--- start of Data lines ---
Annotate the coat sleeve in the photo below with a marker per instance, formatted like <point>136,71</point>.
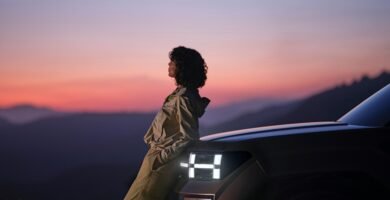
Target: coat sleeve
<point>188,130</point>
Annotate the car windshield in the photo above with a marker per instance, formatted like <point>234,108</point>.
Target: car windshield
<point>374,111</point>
--- end of Data lines ---
--- start of Data lines ---
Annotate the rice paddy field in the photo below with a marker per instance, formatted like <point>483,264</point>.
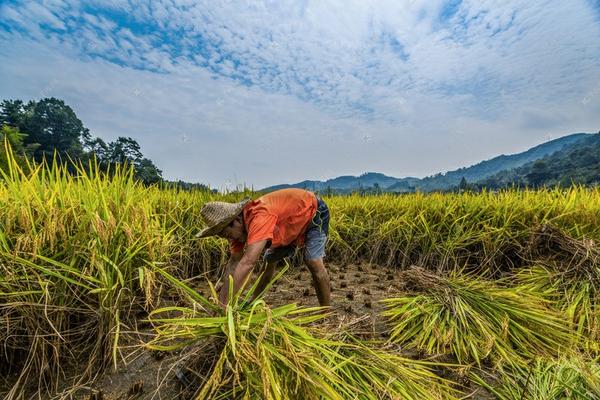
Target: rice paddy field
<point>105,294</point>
--- end of Data lines ---
## [Given exercise]
Gather and copy out every line of the data above that contains the word "with".

## [Output for this task]
Annotate the coat sleeve in the photo below with a marker per instance, formatted like <point>136,71</point>.
Annotate the car windshield in the photo above with a marker per instance, formatted like <point>234,108</point>.
Annotate the rice paddy field in the photo below with a marker per instance, formatted like <point>483,264</point>.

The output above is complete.